§ **SET EXERCISE A**
Can you extract the listing lines from the one containing "target=glossy tiled floor" up to and including the one containing "[[[162,216],[152,215],[107,227],[108,282],[162,257]]]", reproducing them verbatim but leaving out the pictures?
§ **SET EXERCISE B**
Could you write what comes next in the account of trying to sell a fantasy novel, picking up after its final sentence?

§ **SOURCE EXCERPT**
* BEGIN *

The proto-manuscript began as an idea in a notebook on a Maine beach, something just for fun, and just for me. I wasn’t seriously considering becoming a fantasy author. It was my little private project, something I showed only to my husband, who liked it. Then I showed it to a friend, who liked it. And more friends, who also liked it. So I says to myself, “Self, maybe we should try to finish this Thing—just for fun.”

I took that path, but it gradually bled into the idea that I was putting an awful lot of effort into the Thing and maybe I should have higher aspirations.  Somewhere along the way I took a week-long writing workshop with an author whose work I really admired, and she liked my proto-manuscript very much. She wasn’t a fantasy author, and didn’t have the right connections to sell it, but her faith in my work made a huge difference.

So after a decade or so of just-for-fun-turned-obsession, I found myself with a gigantic novel to sell. The next step was to teach myself to market. That took months. I did my homework and sent out carefully crafted query packets to dozens of carefully researched agents. The rejections began to roll in, most of them generic postcards. But one agent did tell me that the Thing was too long, and that I should split it in two and add a plot arc to be resolved in the first book. If I did that, she’d look at it again. I took her advice, spent months rewriting, and she still rejected the book.

* END *

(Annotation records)

* BEGIN *

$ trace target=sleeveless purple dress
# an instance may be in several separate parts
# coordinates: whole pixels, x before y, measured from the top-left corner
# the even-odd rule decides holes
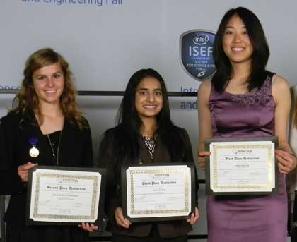
[[[272,78],[260,90],[245,95],[211,87],[209,108],[216,138],[263,137],[274,134],[275,103]],[[209,196],[209,242],[286,242],[287,198],[284,175],[279,176],[279,193],[248,198]]]

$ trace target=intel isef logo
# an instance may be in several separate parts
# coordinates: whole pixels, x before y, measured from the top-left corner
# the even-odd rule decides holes
[[[180,62],[186,73],[196,80],[208,79],[216,72],[212,58],[214,37],[213,32],[204,30],[180,35]]]

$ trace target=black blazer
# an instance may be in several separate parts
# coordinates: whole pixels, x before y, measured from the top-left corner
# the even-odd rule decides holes
[[[87,121],[86,120],[86,123]],[[36,147],[40,155],[29,155],[29,139],[38,139]],[[25,224],[26,184],[17,174],[18,167],[28,162],[40,165],[57,165],[46,135],[42,135],[32,112],[28,115],[10,114],[0,123],[0,193],[11,195],[4,220],[18,233]],[[80,130],[77,125],[65,120],[59,152],[60,166],[92,167],[93,150],[89,128]]]
[[[110,135],[114,136],[114,128],[109,130]],[[186,151],[184,154],[182,160],[177,161],[180,162],[194,162],[192,145],[189,136],[185,130],[182,129],[185,136],[185,143]],[[107,135],[107,136],[110,136]],[[187,234],[192,231],[191,225],[186,220],[173,220],[166,222],[137,222],[132,223],[130,227],[127,229],[119,226],[115,219],[115,210],[117,207],[122,207],[121,194],[120,194],[120,164],[116,162],[112,148],[108,147],[110,140],[117,138],[116,137],[103,138],[100,144],[99,150],[98,164],[101,167],[107,169],[107,194],[105,201],[105,213],[109,217],[107,229],[112,233],[123,234],[135,237],[145,237],[148,236],[152,226],[156,226],[161,237],[172,238],[178,237]],[[148,148],[145,146],[144,142],[141,138],[139,139],[140,150],[139,160],[141,162],[170,162],[170,155],[165,145],[161,143],[159,138],[156,138],[155,152],[153,159],[148,152]],[[139,161],[136,161],[139,163]],[[135,161],[123,161],[124,164],[135,164]]]

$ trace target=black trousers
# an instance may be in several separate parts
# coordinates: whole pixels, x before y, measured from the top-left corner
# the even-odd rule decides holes
[[[187,242],[187,235],[175,238],[161,238],[158,236],[149,235],[146,237],[132,237],[120,234],[112,234],[112,242]]]

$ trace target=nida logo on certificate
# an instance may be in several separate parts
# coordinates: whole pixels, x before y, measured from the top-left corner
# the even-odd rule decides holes
[[[209,30],[192,30],[180,35],[180,62],[193,78],[203,80],[216,72],[212,57],[215,34]]]

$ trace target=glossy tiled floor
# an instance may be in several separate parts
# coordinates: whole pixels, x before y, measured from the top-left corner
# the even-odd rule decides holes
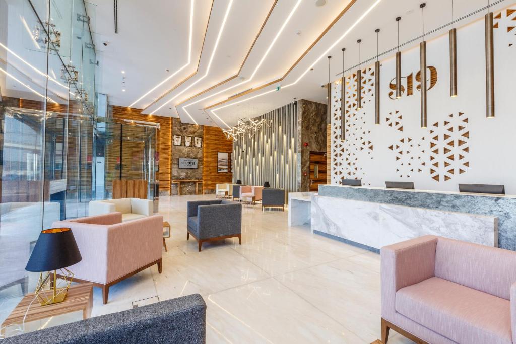
[[[286,211],[243,208],[243,242],[186,240],[186,202],[214,195],[160,198],[171,225],[163,271],[153,267],[111,287],[93,315],[157,296],[193,293],[207,305],[208,343],[369,343],[380,338],[380,257],[288,227]],[[142,301],[145,303],[146,301]],[[389,343],[411,342],[392,334]]]

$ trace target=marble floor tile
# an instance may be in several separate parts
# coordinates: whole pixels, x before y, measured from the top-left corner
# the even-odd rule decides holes
[[[272,279],[205,299],[208,343],[365,343]]]

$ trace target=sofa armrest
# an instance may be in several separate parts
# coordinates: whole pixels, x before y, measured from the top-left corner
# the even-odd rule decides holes
[[[394,322],[396,293],[434,275],[438,238],[426,235],[382,247],[382,317]]]
[[[206,303],[199,294],[111,313],[2,340],[14,343],[188,343],[206,340]]]
[[[512,342],[516,343],[516,282],[511,285],[511,330]]]
[[[197,216],[197,208],[200,205],[213,205],[220,204],[220,200],[208,200],[207,201],[190,201],[186,202],[186,217]]]
[[[203,205],[198,211],[200,239],[242,233],[242,206],[239,203]]]
[[[88,215],[100,215],[116,211],[115,204],[102,201],[91,201],[88,205]]]
[[[119,212],[115,214],[120,214]],[[79,252],[83,257],[80,261],[67,269],[74,273],[76,278],[105,283],[107,275],[108,226],[76,220],[56,221],[53,226],[55,227],[68,227],[72,229]]]
[[[152,200],[132,198],[131,212],[134,214],[150,216],[154,212],[154,202]]]
[[[162,216],[152,215],[107,227],[108,282],[162,257]]]

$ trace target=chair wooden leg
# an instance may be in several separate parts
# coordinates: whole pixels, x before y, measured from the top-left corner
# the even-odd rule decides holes
[[[382,343],[387,344],[387,340],[389,339],[389,328],[387,326],[387,323],[385,320],[382,319]]]
[[[107,298],[109,294],[109,286],[105,284],[102,285],[102,303],[106,304],[107,303]]]

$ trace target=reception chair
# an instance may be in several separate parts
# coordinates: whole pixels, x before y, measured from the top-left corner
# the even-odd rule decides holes
[[[109,287],[154,264],[162,272],[163,217],[153,215],[122,222],[119,212],[56,221],[72,228],[83,260],[68,269],[76,282],[102,288],[104,304]]]
[[[186,240],[191,235],[199,242],[238,237],[242,244],[242,206],[229,201],[190,201],[186,205]]]
[[[266,207],[281,207],[285,210],[285,190],[265,188],[262,191],[262,210]]]
[[[122,221],[125,222],[150,216],[154,213],[154,203],[151,200],[139,198],[92,201],[88,210],[90,216],[118,211],[122,213]]]
[[[425,236],[382,248],[382,340],[516,342],[516,252]]]

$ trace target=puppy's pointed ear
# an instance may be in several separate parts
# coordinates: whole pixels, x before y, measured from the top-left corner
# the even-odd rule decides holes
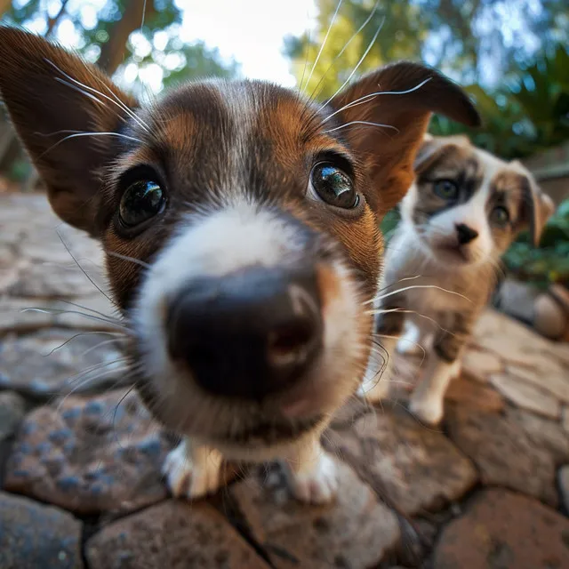
[[[463,135],[432,136],[425,134],[423,142],[415,156],[413,163],[415,173],[429,170],[437,160],[447,155],[447,153],[453,152],[457,148],[469,148],[470,146],[470,140]]]
[[[348,125],[341,132],[371,169],[381,216],[412,184],[415,155],[432,113],[469,126],[480,124],[478,113],[456,84],[430,68],[406,61],[364,76],[337,95],[333,106]]]
[[[555,212],[555,204],[521,162],[514,160],[511,164],[523,172],[521,215],[525,227],[529,228],[532,243],[537,247],[543,228]]]
[[[0,95],[55,212],[96,236],[100,172],[135,101],[94,66],[7,27],[0,27]]]

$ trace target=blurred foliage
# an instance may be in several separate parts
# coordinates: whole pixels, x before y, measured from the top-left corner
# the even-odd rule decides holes
[[[517,76],[540,50],[569,43],[567,0],[346,0],[311,71],[338,0],[316,4],[316,30],[288,37],[285,52],[307,92],[322,98],[349,76],[376,32],[359,73],[396,60],[421,60],[463,84],[485,88]]]
[[[506,268],[520,280],[545,287],[549,283],[569,285],[569,199],[559,205],[545,227],[540,247],[524,234],[503,258]]]
[[[466,87],[484,126],[469,130],[445,116],[431,122],[433,134],[467,133],[477,145],[503,158],[522,158],[569,140],[569,47],[557,45],[519,69],[493,91]]]
[[[64,44],[139,96],[187,79],[238,75],[239,66],[217,49],[180,39],[182,18],[172,0],[13,0],[3,21],[64,37]],[[109,46],[116,53],[109,53]],[[118,65],[113,61],[108,68],[109,59]]]

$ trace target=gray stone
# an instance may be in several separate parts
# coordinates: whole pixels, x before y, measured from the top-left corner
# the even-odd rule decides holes
[[[468,349],[462,357],[462,374],[485,382],[491,373],[503,370],[501,359],[494,353],[481,349]]]
[[[501,485],[556,506],[556,453],[528,435],[519,417],[464,406],[447,413],[451,439],[478,467],[482,483]]]
[[[536,388],[569,403],[569,371],[551,358],[540,358],[533,367],[509,365],[508,372]]]
[[[535,500],[481,492],[451,522],[435,549],[437,569],[569,567],[569,520]]]
[[[547,391],[506,373],[491,375],[490,381],[507,399],[517,405],[546,417],[559,417],[559,401]]]
[[[116,317],[116,310],[102,294],[71,300],[77,308],[66,302],[44,299],[22,299],[0,296],[0,334],[36,332],[40,328],[61,326],[78,330],[117,332],[112,322],[100,319],[100,314]],[[77,314],[77,311],[83,314]]]
[[[231,486],[274,566],[366,569],[397,547],[400,533],[393,513],[341,462],[339,477],[336,501],[325,506],[294,500],[277,468],[268,476],[260,469],[256,477]]]
[[[14,434],[25,411],[24,400],[17,393],[0,393],[0,442]]]
[[[329,433],[331,445],[345,448],[381,480],[391,502],[414,515],[460,499],[477,482],[474,466],[445,437],[401,407],[377,410],[353,429]]]
[[[81,523],[57,508],[0,492],[2,569],[81,569]]]
[[[26,417],[4,487],[81,514],[122,514],[165,498],[169,449],[134,392],[69,397]]]
[[[268,569],[204,501],[170,501],[106,525],[86,557],[90,569]]]
[[[0,388],[52,397],[124,384],[128,373],[118,345],[115,335],[93,331],[12,334],[0,344]]]

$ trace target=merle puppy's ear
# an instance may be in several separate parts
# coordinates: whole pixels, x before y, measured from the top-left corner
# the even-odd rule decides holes
[[[431,136],[425,134],[423,142],[417,151],[413,169],[415,173],[421,173],[429,170],[436,161],[457,148],[471,147],[467,136]]]
[[[55,212],[96,236],[100,172],[135,100],[95,66],[8,27],[0,27],[0,96]]]
[[[480,117],[465,92],[437,71],[401,62],[365,76],[335,96],[342,131],[367,164],[379,193],[380,216],[405,195],[432,113],[469,126]],[[365,123],[385,124],[376,127]]]
[[[543,228],[555,212],[555,204],[547,194],[543,193],[533,176],[520,162],[514,160],[511,164],[525,172],[525,174],[520,178],[522,183],[521,216],[525,227],[529,228],[533,246],[537,247],[540,244]]]

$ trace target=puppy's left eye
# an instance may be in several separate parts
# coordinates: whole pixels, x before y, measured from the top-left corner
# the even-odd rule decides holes
[[[131,184],[123,194],[118,207],[121,222],[132,228],[159,213],[164,204],[162,188],[154,181],[141,180]]]
[[[359,197],[350,177],[329,162],[321,162],[310,172],[310,184],[326,204],[342,209],[353,209]]]
[[[505,207],[497,205],[492,210],[490,219],[496,225],[506,225],[509,221],[509,212]]]

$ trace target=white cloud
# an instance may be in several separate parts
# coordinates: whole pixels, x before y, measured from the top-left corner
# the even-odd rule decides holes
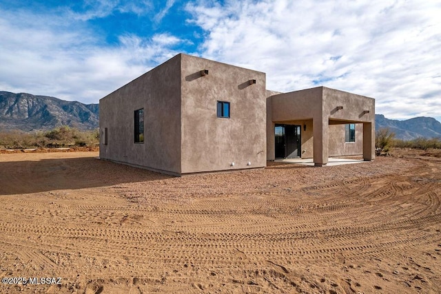
[[[172,6],[173,6],[173,4],[174,4],[175,1],[176,0],[167,0],[167,2],[165,3],[165,7],[154,17],[154,21],[156,23],[160,23],[161,21],[162,21],[162,19],[164,18],[165,14],[167,14]]]
[[[96,103],[177,54],[172,47],[181,41],[167,34],[132,34],[101,47],[94,32],[74,28],[68,19],[48,25],[30,14],[3,12],[0,39],[7,41],[0,43],[0,89],[13,92]],[[72,30],[65,30],[68,23]]]
[[[198,1],[186,8],[206,34],[201,55],[265,72],[269,89],[322,85],[374,97],[389,118],[441,117],[439,1]]]

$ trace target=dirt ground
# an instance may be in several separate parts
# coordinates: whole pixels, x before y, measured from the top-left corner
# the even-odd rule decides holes
[[[2,280],[61,284],[0,292],[439,293],[437,154],[174,178],[1,154]]]

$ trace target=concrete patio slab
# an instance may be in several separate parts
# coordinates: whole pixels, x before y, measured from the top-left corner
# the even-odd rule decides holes
[[[314,166],[314,158],[284,158],[276,159],[275,162],[284,162],[284,163],[296,163],[298,165]],[[330,157],[328,158],[328,164],[325,165],[325,167],[331,167],[334,165],[351,165],[353,163],[367,162],[362,159],[350,159],[350,158],[340,158]]]

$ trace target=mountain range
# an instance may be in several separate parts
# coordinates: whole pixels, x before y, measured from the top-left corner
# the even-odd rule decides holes
[[[388,127],[399,139],[441,138],[441,123],[433,118],[421,116],[397,120],[376,114],[375,118],[376,129]],[[0,91],[0,132],[44,131],[62,125],[89,130],[97,129],[99,125],[98,104]]]
[[[65,101],[55,97],[0,91],[0,130],[48,130],[62,125],[97,129],[98,104]]]

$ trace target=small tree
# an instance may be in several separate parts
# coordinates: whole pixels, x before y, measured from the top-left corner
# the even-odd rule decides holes
[[[380,129],[377,131],[375,138],[376,154],[380,156],[387,154],[393,143],[395,133],[389,128]]]

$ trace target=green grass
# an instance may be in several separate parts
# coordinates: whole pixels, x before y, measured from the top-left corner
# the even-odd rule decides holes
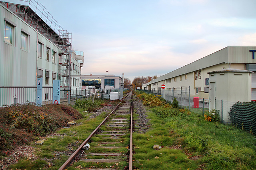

* END *

§ **WRITTEN ANSWER A**
$ trace target=glossy tiled floor
# an instance may be in several separate parts
# coordinates: whole pixels, x before y, measured from the top-left corner
# the even-odd rule decides holes
[[[286,211],[243,208],[243,242],[186,240],[186,202],[214,195],[160,198],[171,225],[163,271],[153,267],[111,287],[93,315],[157,296],[193,293],[207,305],[208,343],[369,343],[380,338],[380,257],[288,227]],[[142,301],[145,303],[146,301]],[[389,343],[411,342],[392,334]]]

$ trace target=marble floor tile
# an instance may be in several separate parts
# coordinates: whole pixels, x before y, measured from the top-left corner
# the even-odd rule decides holes
[[[272,279],[205,299],[208,343],[365,343]]]

$ trace target=sofa armrest
# an instance may be in several separate parts
# coordinates: whole pixels, x before y, measured from the top-left corner
# the even-odd rule decides holes
[[[394,322],[396,293],[434,275],[438,238],[426,235],[382,247],[382,317]]]
[[[206,303],[199,294],[111,313],[2,340],[14,343],[188,343],[206,340]]]
[[[512,342],[516,343],[516,282],[511,285],[511,330]]]
[[[197,216],[197,208],[200,205],[213,205],[220,204],[220,200],[208,200],[207,201],[190,201],[186,202],[186,217]]]
[[[203,205],[198,211],[200,239],[242,233],[242,206],[239,203]]]
[[[88,215],[100,215],[116,211],[115,204],[102,201],[91,201],[88,205]]]
[[[119,212],[115,214],[120,214]],[[79,252],[83,257],[80,261],[67,269],[74,273],[76,278],[105,283],[107,275],[108,226],[76,220],[56,221],[53,226],[55,227],[68,227],[72,229]]]
[[[152,200],[132,198],[131,212],[134,214],[150,216],[154,212],[154,202]]]
[[[162,216],[152,215],[107,227],[108,282],[162,257]]]

§ **WRITTEN ANSWER B**
But her advice was sound. Not long after that a very good agent took me on and sold the book to a major publisher in a matter of months. 

Looking back, I can see lots of things I wish I’d known or done differently, but there’s also a thread of tenacious effort even in the face of my own doubts that continues to surprise me.

There is a side story, though. While I was looking for an agent, a writer friend sold her SF book directly to a major publisher. She urged me to submit my book to him, which I did. He didn’t like it and I found out from my new agent that now she couldn’t submit my book to any other editors at that house, due to professional etiquette. Newbie blunder of major proportions. But as I said, she quickly sold my book to another major house, so it all ended happily.

Another by product of the journey was an article I wrote for Speculations called “The Complete Nobody’s Guide to Query Letters,” which has since been reprinted Moira Allen’s The Writer’s Guide to Queries, Pitches & Proposals. It can also be found at the SFWA website.